This unusual partnership has the union offering political clout and the medical marijuana collectives offering jobs. Ron Lind, the president-international vice president of UFCW says, "These are good middle class jobs in the medical marijuana industry. We have more than 200 members that work in these jobs. We want to see that grow so they can build their power and build their legitimacy."
One recent estimate says medical marijuana sales could hit $8.9 billion in just five years. There are already union cannabis shops in Oakland and other communities and operators say it's a natural partnership.
Angel Raich, who is the founder and CEO of ARCH collective in Oakland, says in exchange for union jobs, the industry gets powerful political clout. Raich who is well know for her legal battles on the medical marijuana front and is a patient herself having gone through brain surgery says, "It's kind of like a meeting of the minds in a way because the reality is, we want good regulation."
After more than a year and a half of debate, the San Jose City Council is once again going to take up the issue at its council meeting Tuesday. The council is considering zoning requirements, limits on the number of collectives that can operate in the city and how to select who gets to stay in business. The city staff has proposed a limit of 10 collectives and to possibly select the winners through an Internet auction, which people in the medical marijuana industry say will only attract the wrong element.
Mayor Chuck Reed says he hopes to move forward in the debate but the newly formed Silicon Valley Cannabis Coalition backed by the unions will not change the nature of the discussion. Mayor Reed says auctioning off permits is still a viable way to raise money and ensure quality operators. Mayor Reed says, "I think it will be pretty clear that drug dealers and people with criminal backgrounds are not going to qualify for the lottery."
The newly formed coalition has its own ideas on how many collectives should be allowed and who should operate them, calling the idea of an auction ridiculous. A2C2 founder Dave Hodges says, "All it will do is invite the people with the most money, which tend to be drug dealers, to get permits."
Tuesday's highly anticipated council meeting gets underway at 1:30 p.m. in the council chambers at City Hall. The medical marijuana discussion is on the afternoon agenda and the meeting will likely go for hours.

------------

| WORK INSTRUCTIONS |
Could you retype the passage of the medical marijuana article starting with "The newly formed coalition" and going on through "go for hours.", word for word?

| DATA PROVIDED |
------------

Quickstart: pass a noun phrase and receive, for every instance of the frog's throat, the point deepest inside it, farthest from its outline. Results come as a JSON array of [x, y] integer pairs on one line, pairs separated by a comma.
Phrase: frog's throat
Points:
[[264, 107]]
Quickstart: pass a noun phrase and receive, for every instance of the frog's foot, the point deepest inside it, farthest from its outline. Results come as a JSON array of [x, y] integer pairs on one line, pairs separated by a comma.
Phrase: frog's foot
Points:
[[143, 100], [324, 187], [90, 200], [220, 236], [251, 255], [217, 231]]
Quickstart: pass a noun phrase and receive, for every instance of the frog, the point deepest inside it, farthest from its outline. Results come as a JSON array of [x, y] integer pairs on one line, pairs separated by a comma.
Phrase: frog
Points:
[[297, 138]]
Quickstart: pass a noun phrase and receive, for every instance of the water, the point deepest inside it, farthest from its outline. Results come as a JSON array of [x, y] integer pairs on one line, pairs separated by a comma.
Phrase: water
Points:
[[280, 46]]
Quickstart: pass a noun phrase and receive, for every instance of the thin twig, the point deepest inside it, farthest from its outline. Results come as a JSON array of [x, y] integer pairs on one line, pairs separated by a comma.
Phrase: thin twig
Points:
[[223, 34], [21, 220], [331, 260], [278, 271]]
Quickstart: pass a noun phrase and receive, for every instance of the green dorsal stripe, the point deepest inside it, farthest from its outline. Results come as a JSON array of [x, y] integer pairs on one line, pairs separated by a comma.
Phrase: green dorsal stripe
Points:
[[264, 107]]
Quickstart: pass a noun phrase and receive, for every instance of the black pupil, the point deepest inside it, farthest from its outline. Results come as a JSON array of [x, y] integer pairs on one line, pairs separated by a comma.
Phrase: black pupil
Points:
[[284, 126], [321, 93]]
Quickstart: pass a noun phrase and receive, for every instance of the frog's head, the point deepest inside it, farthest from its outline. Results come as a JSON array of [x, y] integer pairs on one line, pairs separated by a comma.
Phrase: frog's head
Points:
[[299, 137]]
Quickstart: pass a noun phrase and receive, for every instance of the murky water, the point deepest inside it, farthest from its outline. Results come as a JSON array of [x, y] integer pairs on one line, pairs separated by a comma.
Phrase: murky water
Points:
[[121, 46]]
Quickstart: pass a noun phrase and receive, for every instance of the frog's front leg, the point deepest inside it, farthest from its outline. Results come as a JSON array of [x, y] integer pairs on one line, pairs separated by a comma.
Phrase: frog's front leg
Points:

------------

| RESULT OF THE TASK |
The newly formed coalition has its own ideas on how many collectives should be allowed and who should operate them, calling the idea of an auction ridiculous. A2C2 founder Dave Hodges says, "All it will do is invite the people with the most money, which tend to be drug dealers, to get permits."
Tuesday's highly anticipated council meeting gets underway at 1:30 p.m. in the council chambers at City Hall. The medical marijuana discussion is on the afternoon agenda and the meeting will likely go for hours.